====== Raw records
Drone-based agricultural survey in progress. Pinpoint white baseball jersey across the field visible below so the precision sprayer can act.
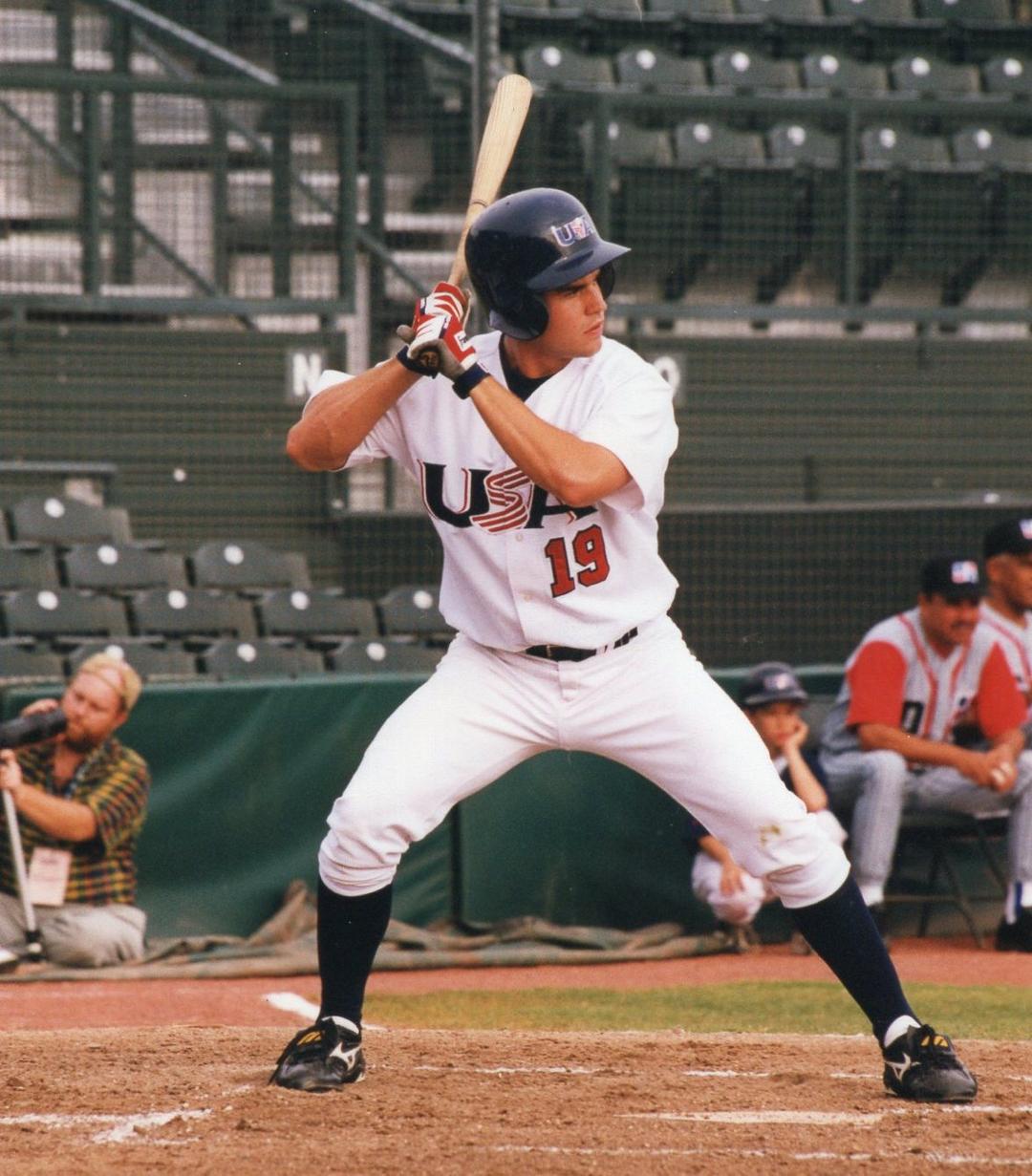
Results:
[823,608,1023,754]
[981,602,1032,703]
[320,331,677,651]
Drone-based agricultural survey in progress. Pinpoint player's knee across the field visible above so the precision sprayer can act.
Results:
[864,748,907,795]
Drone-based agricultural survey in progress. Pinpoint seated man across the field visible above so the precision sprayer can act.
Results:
[820,555,1032,951]
[0,653,151,968]
[685,662,846,951]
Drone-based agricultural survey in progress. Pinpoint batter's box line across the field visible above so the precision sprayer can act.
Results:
[487,1144,1032,1167]
[0,1109,210,1145]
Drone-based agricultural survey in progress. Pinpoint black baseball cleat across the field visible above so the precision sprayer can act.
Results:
[881,1025,978,1101]
[269,1017,366,1090]
[997,907,1032,951]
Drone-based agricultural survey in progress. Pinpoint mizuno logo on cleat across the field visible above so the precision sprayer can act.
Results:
[885,1054,914,1082]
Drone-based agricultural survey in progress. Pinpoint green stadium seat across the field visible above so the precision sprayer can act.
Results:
[0,641,65,687]
[860,124,990,302]
[189,539,312,594]
[376,585,456,641]
[198,637,326,677]
[326,637,441,674]
[889,53,981,97]
[10,495,133,546]
[802,48,890,97]
[614,45,708,94]
[710,46,802,94]
[916,0,1015,20]
[0,588,128,648]
[671,118,800,301]
[256,588,379,648]
[68,641,198,681]
[0,545,59,591]
[951,126,1032,276]
[62,544,187,592]
[981,53,1032,98]
[520,45,615,90]
[129,588,256,648]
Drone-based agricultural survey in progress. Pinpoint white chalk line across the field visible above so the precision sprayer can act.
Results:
[0,1110,210,1144]
[488,1144,1032,1167]
[618,1103,1032,1126]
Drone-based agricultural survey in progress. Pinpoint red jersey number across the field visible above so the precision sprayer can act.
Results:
[545,524,610,596]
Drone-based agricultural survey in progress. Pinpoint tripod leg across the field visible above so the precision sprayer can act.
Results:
[2,790,44,959]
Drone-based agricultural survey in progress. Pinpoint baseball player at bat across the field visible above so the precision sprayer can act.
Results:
============
▶ Do this: Rewrite the entries from the line with "Drone-based agricultural survey in progress. Pinpoint mizuno" up to and including the line with "[2,790,44,959]", changing "precision sprayer" to "spot sprayer" and leaving everything else the same.

▶ Reply to the exercise:
Drone-based agricultural survey in progress. Pinpoint mizuno logo on cleat across the field visible above so the spot sprayer can act.
Results:
[885,1054,914,1082]
Drone-based agricultural survey in progress. Pinpoint green stadium seat across the field visible above so the spot sprayer can act.
Results:
[0,641,65,687]
[860,124,990,302]
[189,539,312,594]
[376,585,456,641]
[198,637,326,677]
[326,637,441,674]
[889,53,981,97]
[10,495,133,546]
[802,48,890,97]
[614,45,708,94]
[710,46,802,94]
[916,0,1015,20]
[0,588,128,648]
[671,118,800,301]
[256,588,379,648]
[68,641,198,681]
[0,545,59,591]
[951,126,1032,276]
[62,544,187,592]
[981,53,1032,98]
[520,45,615,90]
[129,588,256,648]
Drone-based agricultural survey in progress. Pinpoint white chalk line across the field visible above so the spot sprayer can act.
Results:
[0,1110,210,1144]
[488,1144,1032,1167]
[618,1103,1032,1126]
Drone-based agricultural survey in progress. Pinpoint red jersey number across the field visible above so the spot sprayer can act.
Results:
[545,524,610,596]
Drone-based agricultural survey in progress. Pinpoint tripod leg across the field visible above so the spot sprayer can act.
Results:
[2,790,44,959]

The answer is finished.